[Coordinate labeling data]
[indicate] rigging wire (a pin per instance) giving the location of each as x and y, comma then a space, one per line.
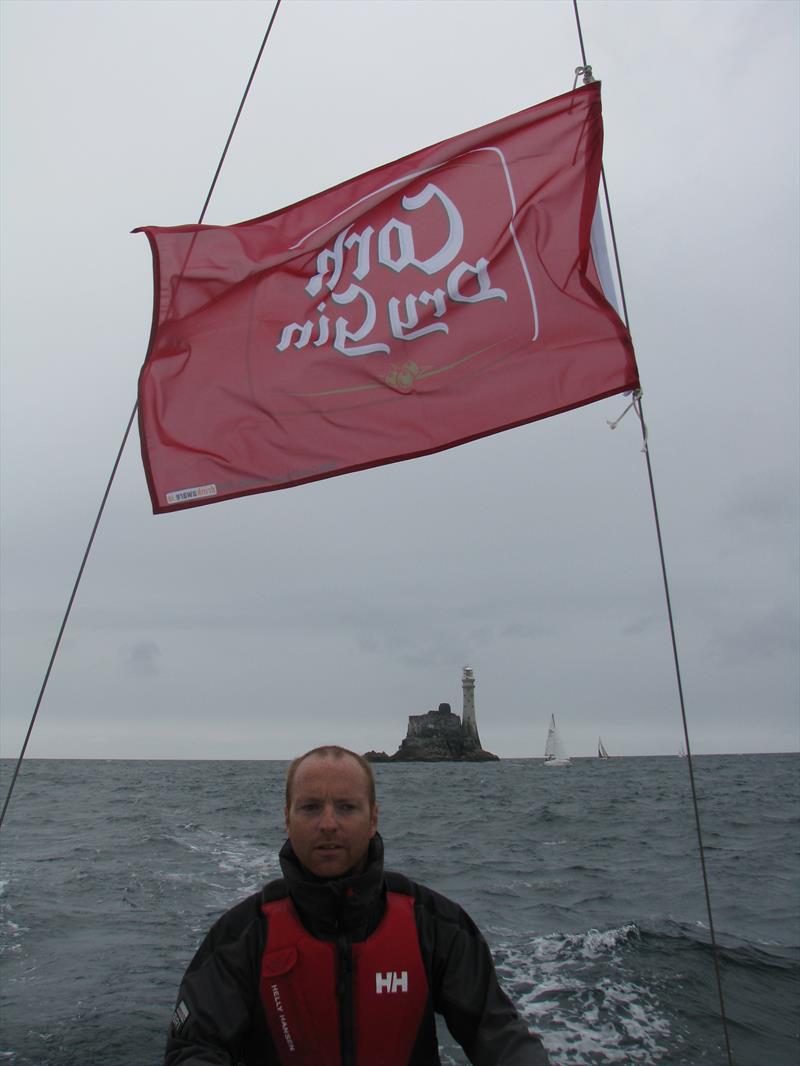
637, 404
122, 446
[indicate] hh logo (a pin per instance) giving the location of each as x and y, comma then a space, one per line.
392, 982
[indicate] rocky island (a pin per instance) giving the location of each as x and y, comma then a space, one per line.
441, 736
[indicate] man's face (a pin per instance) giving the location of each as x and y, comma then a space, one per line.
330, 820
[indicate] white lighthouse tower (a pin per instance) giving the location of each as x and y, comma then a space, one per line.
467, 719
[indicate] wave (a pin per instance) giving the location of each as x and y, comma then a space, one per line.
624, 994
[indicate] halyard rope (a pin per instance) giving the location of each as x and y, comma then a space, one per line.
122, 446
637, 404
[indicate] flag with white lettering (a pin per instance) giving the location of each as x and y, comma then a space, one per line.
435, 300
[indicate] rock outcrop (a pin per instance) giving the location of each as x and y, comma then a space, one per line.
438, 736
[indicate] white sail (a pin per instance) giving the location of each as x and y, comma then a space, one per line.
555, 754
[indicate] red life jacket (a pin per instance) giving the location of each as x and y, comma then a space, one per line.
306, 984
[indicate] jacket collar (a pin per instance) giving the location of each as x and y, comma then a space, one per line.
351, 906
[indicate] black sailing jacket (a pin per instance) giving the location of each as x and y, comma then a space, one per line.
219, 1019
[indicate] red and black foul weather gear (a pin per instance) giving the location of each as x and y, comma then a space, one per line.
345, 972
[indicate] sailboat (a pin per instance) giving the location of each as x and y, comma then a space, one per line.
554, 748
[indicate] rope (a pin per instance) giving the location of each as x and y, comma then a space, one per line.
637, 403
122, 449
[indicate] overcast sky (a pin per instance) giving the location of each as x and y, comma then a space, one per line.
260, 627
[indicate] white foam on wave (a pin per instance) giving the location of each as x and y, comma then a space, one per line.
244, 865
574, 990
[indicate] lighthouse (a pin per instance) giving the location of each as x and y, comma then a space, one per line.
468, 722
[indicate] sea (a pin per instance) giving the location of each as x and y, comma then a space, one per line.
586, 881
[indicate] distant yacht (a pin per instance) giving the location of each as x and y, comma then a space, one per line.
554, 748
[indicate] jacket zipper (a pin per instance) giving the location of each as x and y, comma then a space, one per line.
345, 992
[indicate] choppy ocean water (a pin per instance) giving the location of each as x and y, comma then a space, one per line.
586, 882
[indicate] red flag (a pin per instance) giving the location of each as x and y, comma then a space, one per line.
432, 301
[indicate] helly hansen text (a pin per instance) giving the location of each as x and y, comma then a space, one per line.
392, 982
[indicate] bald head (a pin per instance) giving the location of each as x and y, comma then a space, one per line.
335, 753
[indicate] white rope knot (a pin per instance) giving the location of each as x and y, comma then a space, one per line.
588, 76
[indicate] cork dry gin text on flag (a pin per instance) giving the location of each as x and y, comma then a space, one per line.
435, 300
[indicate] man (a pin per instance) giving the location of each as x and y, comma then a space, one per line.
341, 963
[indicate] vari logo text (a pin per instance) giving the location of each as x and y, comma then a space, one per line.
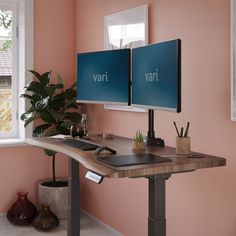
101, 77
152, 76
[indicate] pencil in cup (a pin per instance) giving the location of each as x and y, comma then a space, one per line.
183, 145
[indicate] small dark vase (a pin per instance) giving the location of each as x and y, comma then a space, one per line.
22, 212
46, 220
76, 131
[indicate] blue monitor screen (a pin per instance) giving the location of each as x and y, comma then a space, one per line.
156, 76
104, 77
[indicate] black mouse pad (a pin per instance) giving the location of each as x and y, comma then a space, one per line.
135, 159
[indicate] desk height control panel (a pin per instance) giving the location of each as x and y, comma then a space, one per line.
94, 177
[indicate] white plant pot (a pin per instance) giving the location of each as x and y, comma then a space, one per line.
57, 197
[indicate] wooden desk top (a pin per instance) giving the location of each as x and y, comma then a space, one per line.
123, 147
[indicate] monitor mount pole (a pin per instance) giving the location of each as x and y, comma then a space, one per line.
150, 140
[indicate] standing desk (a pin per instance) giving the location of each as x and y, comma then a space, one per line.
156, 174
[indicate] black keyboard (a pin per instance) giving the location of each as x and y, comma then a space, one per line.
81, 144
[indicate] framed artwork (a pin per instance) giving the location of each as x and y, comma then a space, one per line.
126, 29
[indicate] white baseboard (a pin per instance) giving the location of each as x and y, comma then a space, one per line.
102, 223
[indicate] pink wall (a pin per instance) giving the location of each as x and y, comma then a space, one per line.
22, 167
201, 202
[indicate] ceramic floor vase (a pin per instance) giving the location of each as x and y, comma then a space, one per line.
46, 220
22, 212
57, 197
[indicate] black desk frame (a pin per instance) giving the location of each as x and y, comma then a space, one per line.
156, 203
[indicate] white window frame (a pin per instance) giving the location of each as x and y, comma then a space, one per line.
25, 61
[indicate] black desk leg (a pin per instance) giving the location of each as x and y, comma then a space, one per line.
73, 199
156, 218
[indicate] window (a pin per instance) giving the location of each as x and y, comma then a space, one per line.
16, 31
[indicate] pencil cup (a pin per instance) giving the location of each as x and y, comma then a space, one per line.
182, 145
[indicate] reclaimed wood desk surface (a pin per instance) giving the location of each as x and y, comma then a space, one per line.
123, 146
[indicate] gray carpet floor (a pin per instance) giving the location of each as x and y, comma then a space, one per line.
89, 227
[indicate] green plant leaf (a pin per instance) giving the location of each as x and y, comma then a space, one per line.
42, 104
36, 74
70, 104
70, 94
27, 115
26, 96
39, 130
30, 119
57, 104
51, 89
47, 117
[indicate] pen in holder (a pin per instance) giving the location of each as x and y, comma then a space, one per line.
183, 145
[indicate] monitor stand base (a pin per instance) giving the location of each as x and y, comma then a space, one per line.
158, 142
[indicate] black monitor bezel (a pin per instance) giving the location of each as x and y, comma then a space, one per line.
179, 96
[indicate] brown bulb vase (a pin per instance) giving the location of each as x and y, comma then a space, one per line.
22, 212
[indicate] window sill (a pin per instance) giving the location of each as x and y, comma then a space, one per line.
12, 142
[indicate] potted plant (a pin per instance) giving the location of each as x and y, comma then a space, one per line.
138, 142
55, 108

» **PROBLEM TO SOLVE**
Quote the data above in full, leaving out the pictures it holds.

» **OUTPUT OF THE EXERCISE**
[indicate] rigging wire (a pin per instance) giving the location of each as x and y, comma then a space, one per line.
637, 404
122, 446
[indicate] hh logo (a pin per instance) giving the location of each as x and y, comma then a space, one per line.
392, 982
[indicate] rocky island (a pin per instance) giving the location of each as x and y, comma then a space, one per line.
441, 736
[indicate] man's face (a pin per instance) giving the location of each as x and y, comma then a space, one per line.
330, 820
[indicate] white lighthouse tower (a pin per instance) giving the location of each as x and y, comma then a space, one per line.
467, 719
[indicate] wave (a pin per instance) giving the location of each as x and y, comma then a space, one per line.
624, 994
[indicate] halyard rope (a pin per instance) giving the location of each as x and y, comma then a space, one per line.
122, 446
637, 404
[indicate] flag with white lettering (a pin per instance) giving the location of each as x and y, comma then a space, one per line.
435, 300
[indicate] rock outcrop (a pin per instance) giving the location of each as x and y, comma then a space, one per line.
438, 736
[indicate] white sail (a pin per instance) giving the location of each as x and y, comma then a space, one per line.
555, 754
[indicate] red life jacket (a pin per instance) giving the location of each as x and y, comma then a space, one per line.
306, 984
[indicate] jacket collar (a pin per instance) giving the location of each as x and y, comma then a space, one per line.
351, 906
[indicate] black sailing jacket (a pin per instance) giving the location of each as x and y, comma then a space, one per line.
219, 1019
[indicate] red and black foul weather gear (a pin per instance) giving the location of each as x and y, comma then a space, one per line.
345, 972
[indicate] sailboat (a pin per instance) giving the location of each as x and y, comma then a space, one per line.
554, 748
[indicate] rope (a pin per instance) giving the location of each as x and y, comma then a space, one per line.
637, 403
122, 449
[indicate] overcast sky (a pin per instance) giving the location of each as x and y, comma then a space, one per line.
260, 627
[indicate] white foam on wave (a pin per instance) giving the location of each as x and y, comma then a space, one per line.
244, 865
574, 990
[indicate] lighthouse (a pin per instance) giving the location of each as x and y, comma then a space, one per line.
468, 722
[indicate] sea (a pin per instance) giving the location of each as x and y, comma then a space, one per line.
586, 881
[indicate] distant yacht (a pin per instance) giving the location of each as x and y, comma then a space, one per line.
554, 748
[indicate] jacket zipper (a pin per instance) giving the location of each as x and y, comma then a space, one per line.
345, 992
[indicate] choppy ocean water (a pin per instance) giving the location of each as x and y, comma then a space, one per line.
586, 882
[indicate] red flag (a pin per instance) giving the location of each as x and y, comma then a space, one per line.
432, 301
[indicate] helly hansen text (a pin per instance) giving the location of each as x and y, comma then a space, one per line.
392, 982
[indicate] bald head (a pin per instance) giving the location of each as x and y, comma then a space, one per line.
335, 753
[indicate] white rope knot (a pin per instance) giving the location of each as x and y, comma then a space, one per line.
588, 76
[indicate] cork dry gin text on flag (a pin per instance) giving the location of each as x and y, comma then a space, one per line.
435, 300
[indicate] man (a pin per instance) giving the location of each as x and y, comma then a space, one per line.
341, 963
[indicate] vari logo text (a pin per instance) giving the location of each as x and y, comma then a space, one per line.
101, 77
152, 76
[indicate] pencil in cup (a pin per instance) giving the location of each as x and y, comma then a space, one per line.
183, 145
[indicate] small dark vase (a pin per instance) giving the location of each as x and y, comma then a space, one per line.
22, 212
46, 220
76, 131
[indicate] blue monitor screen (a pin per instance) giving the location of each as x and y, comma then a space, one per line.
156, 76
104, 77
[indicate] black mouse pad (a pin per instance) giving the location of each as x and y, comma then a space, one per line.
135, 159
[indicate] desk height control panel (a pin per instance) giving the location of each as x and y, comma then a space, one per line.
94, 177
[indicate] white plant pot (a pin per instance) giving the location of each as x and y, comma then a space, one per line.
57, 197
[indicate] wooden desk top (a pin per instance) giving the location of each as x and y, comma then a space, one per line.
123, 147
[indicate] monitor mount pole (a pin per instance) giving the location of each as x and y, comma then a space, one per line.
150, 140
[indicate] standing desk (a pin per instance) giving the location of each as x and y, comma then a space, one per line.
156, 174
[indicate] black keyboard (a pin per instance) giving the location of each as x and y, comma then a space, one per line.
81, 144
[indicate] framed artwork (a pin per instance) giving the location of each as x and y, comma then a space, one per line.
126, 29
[indicate] white baseboard (a pin per instance) giving the location of each as x and y, comma then a space, one per line.
102, 223
[indicate] pink wall (a pin per instance) giving the location of each as x and y, comma then a space, one per line.
22, 167
201, 202
[indicate] ceramic floor vase (a pin per instance) giving the location of each as x and y, comma then a space, one per line.
46, 220
22, 212
57, 197
[indicate] black desk frame (a pin per instance) giving the location of each as x and y, comma then a space, one per line.
156, 203
[indicate] white window frame (a pin per instance) giving the location of each as x and y, comma then a space, one per line.
25, 61
[indicate] black desk leg (a pin per instance) giving the location of each as x and y, comma then a space, one per line.
73, 199
156, 218
[indicate] window (a pin per instance) giving the location of each as x and y, comma then a space, one per line.
16, 31
[indicate] pencil cup (a pin per instance) giving the location of each as x and y, comma then a space, one per line.
182, 145
[indicate] reclaimed wood desk surface (a pin per instance) giving the location of each as x and y, comma then a space, one per line.
123, 146
[indicate] gray carpet floor (a pin per instance) giving the location of each as x and y, comma then a space, one per line.
89, 227
[indicate] green plant leaf (a pin per instance) giving the location of each as x and y, comma then a space, one per line.
42, 104
36, 74
70, 104
70, 94
27, 115
26, 96
39, 130
30, 119
57, 104
51, 89
47, 117
[indicate] pen in holder (a pin per instance) giving the location of each as x and y, comma then a space, one per line.
183, 145
[indicate] monitor stand base (a pin per instance) giving the location of each as x and y, comma then a space, one per line.
158, 142
[indicate] black monitor bezel (a pin per instance) giving the location of each as x and y, comma then a space, one per line.
179, 96
[indicate] brown bulb vase (a pin per instance) giving the location of each as x and y, comma then a space, one per line.
22, 212
[indicate] window sill (a pin per instance) giving the location of each as x and y, comma then a space, one per line.
12, 142
[indicate] potted plant (a pin per instance) giving the location of each as x and y, comma then a space, one per line.
138, 142
55, 108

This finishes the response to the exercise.